— PROBLEM —
Below is a set of records. Repeat all of them exactly.

Stored items:

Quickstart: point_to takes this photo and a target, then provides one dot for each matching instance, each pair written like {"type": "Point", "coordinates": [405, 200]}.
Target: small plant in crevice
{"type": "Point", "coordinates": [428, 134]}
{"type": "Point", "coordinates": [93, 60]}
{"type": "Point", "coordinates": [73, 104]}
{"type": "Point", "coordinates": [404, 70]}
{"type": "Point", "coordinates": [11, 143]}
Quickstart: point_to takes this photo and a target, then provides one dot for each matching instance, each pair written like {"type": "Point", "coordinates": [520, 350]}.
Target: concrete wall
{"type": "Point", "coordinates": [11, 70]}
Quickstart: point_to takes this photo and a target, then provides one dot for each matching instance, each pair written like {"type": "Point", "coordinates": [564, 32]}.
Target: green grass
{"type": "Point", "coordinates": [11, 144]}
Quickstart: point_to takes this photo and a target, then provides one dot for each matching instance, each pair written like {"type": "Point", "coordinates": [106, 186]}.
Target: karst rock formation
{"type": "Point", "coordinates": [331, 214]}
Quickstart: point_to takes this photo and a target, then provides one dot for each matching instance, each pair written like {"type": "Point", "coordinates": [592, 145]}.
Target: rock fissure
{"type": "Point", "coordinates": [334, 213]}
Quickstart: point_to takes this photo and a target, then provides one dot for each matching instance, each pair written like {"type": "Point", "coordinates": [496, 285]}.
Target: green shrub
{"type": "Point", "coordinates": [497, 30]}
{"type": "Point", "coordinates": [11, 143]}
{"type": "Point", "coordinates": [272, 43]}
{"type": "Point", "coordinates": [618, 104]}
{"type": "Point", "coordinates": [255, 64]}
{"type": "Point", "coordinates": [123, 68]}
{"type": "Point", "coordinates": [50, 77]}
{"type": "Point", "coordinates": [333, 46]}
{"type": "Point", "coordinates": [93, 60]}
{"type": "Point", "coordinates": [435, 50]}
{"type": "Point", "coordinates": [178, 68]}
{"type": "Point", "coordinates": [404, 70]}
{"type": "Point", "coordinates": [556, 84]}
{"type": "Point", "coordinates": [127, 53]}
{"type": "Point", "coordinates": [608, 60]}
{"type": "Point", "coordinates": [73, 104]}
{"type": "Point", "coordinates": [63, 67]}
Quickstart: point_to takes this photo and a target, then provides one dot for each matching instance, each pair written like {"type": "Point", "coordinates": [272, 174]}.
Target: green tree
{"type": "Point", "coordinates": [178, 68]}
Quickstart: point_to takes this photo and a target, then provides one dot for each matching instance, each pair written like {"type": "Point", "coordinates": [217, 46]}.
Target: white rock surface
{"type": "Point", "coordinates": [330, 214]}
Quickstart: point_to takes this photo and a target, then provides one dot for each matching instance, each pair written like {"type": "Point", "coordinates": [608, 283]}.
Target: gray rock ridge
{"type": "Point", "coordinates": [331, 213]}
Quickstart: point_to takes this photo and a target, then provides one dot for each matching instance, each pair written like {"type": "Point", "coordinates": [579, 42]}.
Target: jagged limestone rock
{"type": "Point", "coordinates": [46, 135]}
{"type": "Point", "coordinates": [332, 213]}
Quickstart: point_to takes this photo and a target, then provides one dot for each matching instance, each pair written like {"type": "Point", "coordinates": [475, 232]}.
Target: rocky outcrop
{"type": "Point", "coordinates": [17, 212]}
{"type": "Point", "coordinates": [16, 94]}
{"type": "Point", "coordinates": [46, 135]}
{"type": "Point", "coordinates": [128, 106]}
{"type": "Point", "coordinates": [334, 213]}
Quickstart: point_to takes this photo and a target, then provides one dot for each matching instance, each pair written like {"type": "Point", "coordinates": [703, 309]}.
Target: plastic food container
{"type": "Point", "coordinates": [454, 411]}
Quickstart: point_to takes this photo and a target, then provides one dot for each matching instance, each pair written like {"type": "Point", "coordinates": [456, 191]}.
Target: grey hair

— SOLUTION FOR THIS EXERCISE —
Quickstart: point_to takes this photo and a target, then provides one dot for each matching instance, each pair written like {"type": "Point", "coordinates": [405, 200]}.
Target: small plant in crevice
{"type": "Point", "coordinates": [428, 134]}
{"type": "Point", "coordinates": [93, 60]}
{"type": "Point", "coordinates": [73, 104]}
{"type": "Point", "coordinates": [404, 70]}
{"type": "Point", "coordinates": [11, 143]}
Quickstart: point_to takes this photo and a target, then provides one dot for each matching instance, each pair written like {"type": "Point", "coordinates": [520, 350]}.
Target: concrete wall
{"type": "Point", "coordinates": [11, 70]}
Quickstart: point_to takes this photo and a target, then provides one dot for each matching instance, each pair written like {"type": "Point", "coordinates": [564, 32]}.
Target: green grass
{"type": "Point", "coordinates": [11, 144]}
Quickstart: point_to takes this photo and a target, then provides one dot for each matching instance, each pair written like {"type": "Point", "coordinates": [106, 186]}.
Target: karst rock formation
{"type": "Point", "coordinates": [331, 214]}
Quickstart: point_to takes this photo and a target, then provides one dot for each matching instance, each pair written like {"type": "Point", "coordinates": [592, 145]}.
Target: rock fissure
{"type": "Point", "coordinates": [334, 213]}
Quickstart: point_to takes this photo and a target, then provides one dot for each matching instance, each pair written like {"type": "Point", "coordinates": [496, 285]}.
Target: green shrub
{"type": "Point", "coordinates": [497, 30]}
{"type": "Point", "coordinates": [11, 143]}
{"type": "Point", "coordinates": [272, 43]}
{"type": "Point", "coordinates": [618, 104]}
{"type": "Point", "coordinates": [255, 64]}
{"type": "Point", "coordinates": [123, 68]}
{"type": "Point", "coordinates": [50, 77]}
{"type": "Point", "coordinates": [333, 46]}
{"type": "Point", "coordinates": [93, 60]}
{"type": "Point", "coordinates": [435, 50]}
{"type": "Point", "coordinates": [178, 68]}
{"type": "Point", "coordinates": [404, 70]}
{"type": "Point", "coordinates": [556, 84]}
{"type": "Point", "coordinates": [127, 53]}
{"type": "Point", "coordinates": [608, 60]}
{"type": "Point", "coordinates": [73, 104]}
{"type": "Point", "coordinates": [63, 67]}
Quickstart: point_to takes this photo and a target, then provides one dot for each matching instance, each pair written like {"type": "Point", "coordinates": [272, 174]}.
Target: green tree
{"type": "Point", "coordinates": [178, 68]}
Quickstart: point_to takes this photo and a target, then provides one dot for each matching instance, each pair written like {"type": "Point", "coordinates": [217, 46]}.
Target: white rock surface
{"type": "Point", "coordinates": [330, 214]}
Quickstart: point_to takes this photo and a target, then provides one dot for each matching instance, each pair written like {"type": "Point", "coordinates": [608, 283]}.
Target: gray rock ridge
{"type": "Point", "coordinates": [331, 213]}
Quickstart: point_to takes this photo and a target, then provides one dot for each matching instance, each pair written like {"type": "Point", "coordinates": [579, 42]}.
Target: jagged limestone rock
{"type": "Point", "coordinates": [46, 135]}
{"type": "Point", "coordinates": [332, 213]}
Quickstart: point_to takes this photo and a target, then provides one dot for each matching instance, each pair written like {"type": "Point", "coordinates": [475, 232]}.
Target: rocky outcrop
{"type": "Point", "coordinates": [17, 212]}
{"type": "Point", "coordinates": [16, 94]}
{"type": "Point", "coordinates": [46, 135]}
{"type": "Point", "coordinates": [128, 106]}
{"type": "Point", "coordinates": [334, 213]}
Quickstart: point_to takes this photo and a target, then provides one dot for each matching instance, each pair written like {"type": "Point", "coordinates": [703, 309]}.
Target: plastic food container
{"type": "Point", "coordinates": [454, 411]}
Quickstart: point_to takes this photo and a target, then provides one dot for each matching instance, each pair written like {"type": "Point", "coordinates": [456, 191]}.
Target: grey hair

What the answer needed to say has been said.